Input for this task:

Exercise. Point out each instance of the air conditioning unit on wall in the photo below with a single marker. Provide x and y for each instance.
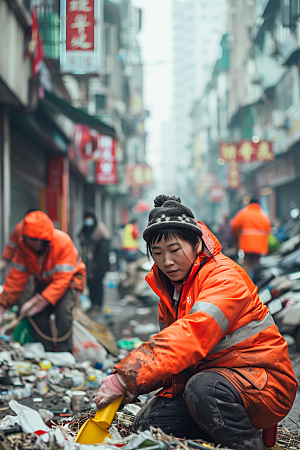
(278, 118)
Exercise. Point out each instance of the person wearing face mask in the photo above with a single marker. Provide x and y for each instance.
(221, 365)
(50, 256)
(94, 239)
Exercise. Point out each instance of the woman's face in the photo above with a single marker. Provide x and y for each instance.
(175, 257)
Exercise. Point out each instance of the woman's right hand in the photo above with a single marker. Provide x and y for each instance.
(109, 391)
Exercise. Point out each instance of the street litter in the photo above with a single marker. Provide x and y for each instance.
(146, 328)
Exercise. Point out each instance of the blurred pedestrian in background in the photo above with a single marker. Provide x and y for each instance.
(251, 227)
(52, 258)
(94, 239)
(130, 241)
(225, 234)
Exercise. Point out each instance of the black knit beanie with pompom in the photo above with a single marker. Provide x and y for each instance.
(168, 212)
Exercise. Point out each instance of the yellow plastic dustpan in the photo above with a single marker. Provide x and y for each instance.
(94, 431)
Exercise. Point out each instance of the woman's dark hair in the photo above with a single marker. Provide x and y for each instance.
(166, 233)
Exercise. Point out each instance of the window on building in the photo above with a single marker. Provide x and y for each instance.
(284, 91)
(100, 100)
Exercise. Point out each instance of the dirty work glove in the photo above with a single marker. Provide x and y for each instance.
(35, 305)
(2, 309)
(111, 388)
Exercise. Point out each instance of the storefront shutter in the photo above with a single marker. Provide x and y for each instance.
(28, 176)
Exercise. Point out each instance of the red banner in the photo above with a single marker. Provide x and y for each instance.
(36, 47)
(106, 166)
(246, 151)
(233, 175)
(80, 25)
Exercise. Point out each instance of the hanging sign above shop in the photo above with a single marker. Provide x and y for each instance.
(80, 36)
(246, 151)
(106, 166)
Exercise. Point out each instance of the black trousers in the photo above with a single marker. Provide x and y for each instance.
(96, 291)
(63, 320)
(210, 408)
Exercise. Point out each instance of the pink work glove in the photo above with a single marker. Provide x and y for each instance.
(3, 264)
(111, 389)
(30, 308)
(2, 309)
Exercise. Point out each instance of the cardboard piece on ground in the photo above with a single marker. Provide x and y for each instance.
(101, 333)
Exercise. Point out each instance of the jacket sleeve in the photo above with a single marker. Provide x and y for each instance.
(15, 280)
(65, 265)
(236, 224)
(221, 301)
(11, 246)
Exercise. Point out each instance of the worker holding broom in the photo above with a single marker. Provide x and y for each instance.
(222, 366)
(51, 257)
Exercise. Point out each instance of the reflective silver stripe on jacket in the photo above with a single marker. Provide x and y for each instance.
(48, 273)
(254, 231)
(58, 268)
(243, 333)
(64, 268)
(19, 267)
(214, 312)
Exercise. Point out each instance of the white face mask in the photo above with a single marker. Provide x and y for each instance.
(89, 222)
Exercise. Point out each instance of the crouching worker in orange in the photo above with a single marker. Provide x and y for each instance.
(222, 366)
(51, 257)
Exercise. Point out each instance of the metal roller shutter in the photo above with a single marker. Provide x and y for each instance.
(28, 176)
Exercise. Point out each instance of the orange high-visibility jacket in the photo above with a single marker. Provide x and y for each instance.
(251, 226)
(220, 325)
(10, 247)
(58, 269)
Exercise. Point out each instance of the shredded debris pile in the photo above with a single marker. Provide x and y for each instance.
(288, 440)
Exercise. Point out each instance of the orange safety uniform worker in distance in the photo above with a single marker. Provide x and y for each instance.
(52, 258)
(222, 366)
(251, 227)
(10, 247)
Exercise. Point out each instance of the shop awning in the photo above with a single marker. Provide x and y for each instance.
(77, 115)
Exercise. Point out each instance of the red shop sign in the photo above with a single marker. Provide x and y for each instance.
(106, 167)
(80, 25)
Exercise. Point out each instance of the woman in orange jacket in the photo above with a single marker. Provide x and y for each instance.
(223, 367)
(51, 257)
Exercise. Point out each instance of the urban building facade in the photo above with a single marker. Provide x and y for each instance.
(67, 129)
(256, 89)
(198, 26)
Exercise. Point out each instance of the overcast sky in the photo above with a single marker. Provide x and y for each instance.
(156, 48)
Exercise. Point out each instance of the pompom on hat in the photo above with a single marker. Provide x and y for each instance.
(169, 212)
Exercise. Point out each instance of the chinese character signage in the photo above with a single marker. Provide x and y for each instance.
(246, 151)
(138, 175)
(106, 166)
(80, 36)
(217, 194)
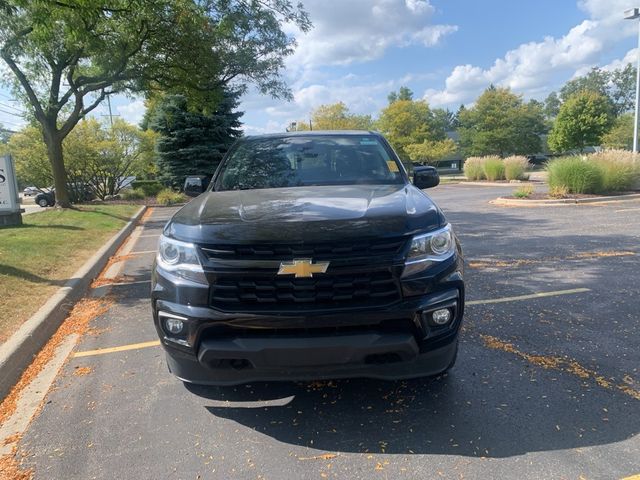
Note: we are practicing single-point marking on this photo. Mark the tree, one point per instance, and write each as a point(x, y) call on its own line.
point(192, 142)
point(583, 120)
point(404, 93)
point(621, 135)
point(500, 123)
point(622, 88)
point(336, 117)
point(30, 155)
point(594, 81)
point(102, 158)
point(617, 86)
point(551, 106)
point(4, 135)
point(406, 122)
point(96, 157)
point(430, 152)
point(443, 121)
point(66, 56)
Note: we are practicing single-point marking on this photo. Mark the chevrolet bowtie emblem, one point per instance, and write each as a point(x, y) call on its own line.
point(302, 268)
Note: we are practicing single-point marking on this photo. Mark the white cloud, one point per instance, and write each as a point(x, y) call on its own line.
point(353, 31)
point(532, 67)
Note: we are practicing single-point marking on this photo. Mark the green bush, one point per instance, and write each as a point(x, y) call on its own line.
point(473, 168)
point(576, 174)
point(132, 194)
point(493, 168)
point(515, 168)
point(150, 187)
point(169, 197)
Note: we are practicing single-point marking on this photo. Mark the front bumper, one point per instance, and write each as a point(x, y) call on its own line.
point(391, 342)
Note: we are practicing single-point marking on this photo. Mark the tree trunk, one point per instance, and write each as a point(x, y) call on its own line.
point(54, 152)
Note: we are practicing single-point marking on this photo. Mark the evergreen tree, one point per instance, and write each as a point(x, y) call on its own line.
point(192, 140)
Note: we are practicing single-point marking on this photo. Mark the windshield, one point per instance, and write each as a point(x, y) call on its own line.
point(308, 160)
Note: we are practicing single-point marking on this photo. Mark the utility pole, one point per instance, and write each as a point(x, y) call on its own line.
point(111, 115)
point(634, 14)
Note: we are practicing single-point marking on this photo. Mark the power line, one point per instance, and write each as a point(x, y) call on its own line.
point(7, 97)
point(11, 113)
point(11, 106)
point(11, 123)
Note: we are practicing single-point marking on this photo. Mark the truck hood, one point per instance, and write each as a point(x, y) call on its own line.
point(302, 214)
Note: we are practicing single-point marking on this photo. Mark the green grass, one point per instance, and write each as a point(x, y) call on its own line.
point(515, 168)
point(474, 168)
point(168, 197)
point(493, 168)
point(575, 174)
point(38, 257)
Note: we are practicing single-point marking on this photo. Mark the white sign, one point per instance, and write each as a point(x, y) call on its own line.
point(8, 186)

Exercise objective:
Rewrite the part that opens with the line containing "the windshield, one" and closes with the line containing "point(634, 14)", both ends included. Leave the row text as it is, but multiply every x and y coordinate in the answers by 1.15 and round each to a whole number, with halves rounded up.

Solved exercise:
Note: we are practicing single-point marking on this photo. Mark the windshield, one point per instance, and write each as a point(x, y) call on its own line.
point(354, 184)
Note: we are practicing single-point marking on this photo. Mark the utility pole, one point per instance, and write each as a point(x, y) call on its own line.
point(128, 132)
point(729, 16)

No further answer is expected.